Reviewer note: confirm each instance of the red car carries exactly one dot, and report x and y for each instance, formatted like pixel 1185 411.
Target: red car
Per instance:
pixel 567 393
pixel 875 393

· · · · ·

WORK TO BE COMPLETED:
Once the records are read, print each of them exactly as written.

SOLUTION TO THIS EXERCISE:
Reviewer note: confirm each instance of the red car carries exactly one dot, and report x and y for each instance, formatted like pixel 1185 411.
Target: red car
Per instance:
pixel 567 393
pixel 875 393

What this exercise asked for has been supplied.